課題:
本文によると、ポルトガルが国際連合に加盟したのは何年か。

本文:
★ ★ ★ ★

ドイツポーランド侵攻を発端として第二次世界大戦が勃発。ポルトガルは当初ドイツ・イタリアファシズム政権に親和的だったが、枢軸国の戦局が劣勢に傾くと、連合国寄りの姿勢にシフトした。


20世紀後半

1949年 北大西洋条約機構(NATO)に加盟

ポルトガルは北大西洋条約機構(NATO)に加盟し、西側諸国との軍事的連携を強化した。この加盟により、ポルトガルは冷戦時代の西側防衛体制の一翼を担い、国際的な安全保障の枠組みに組み込まれた。


1955年 国際連合に加盟

ポルトガルは国際連合に加盟し、国際社会の一員として正式に認められる。これにより、ポルトガルは国際的な協力と平和維持活動に参加し、外交活動を活発に展開するようになった。


1960年 欧州自由貿易連合に加盟

ポルトガルは欧州自由貿易連合(EFTA)に加盟し、貿易と経済の自由化を進める。これにより、ポルトガルの経済は欧州市場と密接に結びつき、輸出入の拡大と経済成長が促進された。欧州との経済的な結びつきは、ポルトガルの近代化と経済発展に大きく寄与することとなった。

★ ★ ★ ★

提供データ:

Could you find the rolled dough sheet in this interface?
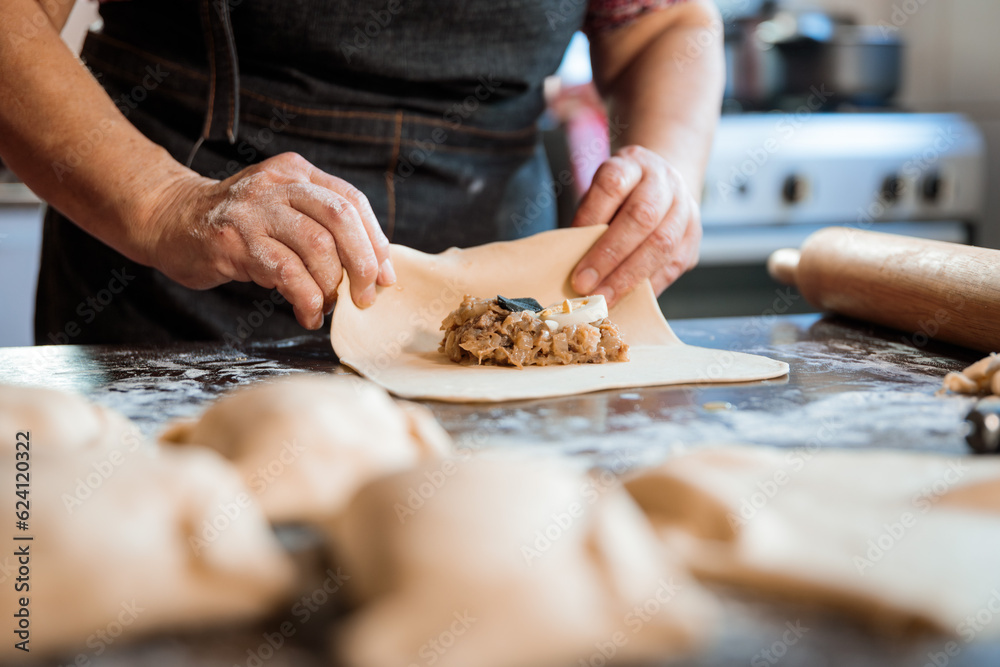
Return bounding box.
[330,226,788,402]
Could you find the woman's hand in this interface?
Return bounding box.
[144,153,396,329]
[573,146,701,306]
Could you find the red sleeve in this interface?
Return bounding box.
[583,0,684,35]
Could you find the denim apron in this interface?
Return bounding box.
[35,0,587,345]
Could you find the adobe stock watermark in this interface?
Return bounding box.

★ ★ ★ ★

解答:
1955年